_Segmentation mask data:_
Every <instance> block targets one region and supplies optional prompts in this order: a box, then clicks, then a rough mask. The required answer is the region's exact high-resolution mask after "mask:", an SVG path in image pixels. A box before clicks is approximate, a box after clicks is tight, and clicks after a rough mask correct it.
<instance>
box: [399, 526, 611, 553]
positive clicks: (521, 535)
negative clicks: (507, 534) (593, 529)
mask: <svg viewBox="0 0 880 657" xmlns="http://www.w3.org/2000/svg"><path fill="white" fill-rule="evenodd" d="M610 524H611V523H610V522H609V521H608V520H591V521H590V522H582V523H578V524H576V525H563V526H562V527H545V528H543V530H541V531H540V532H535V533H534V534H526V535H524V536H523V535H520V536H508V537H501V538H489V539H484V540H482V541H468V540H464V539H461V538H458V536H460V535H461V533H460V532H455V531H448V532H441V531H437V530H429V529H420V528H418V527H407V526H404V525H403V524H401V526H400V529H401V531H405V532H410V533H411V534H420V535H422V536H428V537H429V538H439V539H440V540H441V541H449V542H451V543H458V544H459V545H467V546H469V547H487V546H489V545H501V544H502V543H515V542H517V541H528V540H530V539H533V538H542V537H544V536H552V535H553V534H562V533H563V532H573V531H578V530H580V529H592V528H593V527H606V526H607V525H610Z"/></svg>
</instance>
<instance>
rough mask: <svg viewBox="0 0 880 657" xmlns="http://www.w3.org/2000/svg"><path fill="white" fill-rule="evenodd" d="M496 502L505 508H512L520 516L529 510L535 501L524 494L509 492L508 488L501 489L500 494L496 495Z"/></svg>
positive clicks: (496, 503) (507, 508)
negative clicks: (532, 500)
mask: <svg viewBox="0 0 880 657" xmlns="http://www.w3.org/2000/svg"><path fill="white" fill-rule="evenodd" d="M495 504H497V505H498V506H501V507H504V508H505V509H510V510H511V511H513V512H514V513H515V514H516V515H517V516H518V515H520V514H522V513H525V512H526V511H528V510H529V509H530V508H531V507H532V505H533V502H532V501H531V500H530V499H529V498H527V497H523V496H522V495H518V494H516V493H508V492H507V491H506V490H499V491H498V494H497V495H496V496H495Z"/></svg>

_Task instructions:_ Across all the entries above, count each line that has the word "rough" in it, and give only the count.

_Output of the task:_ 2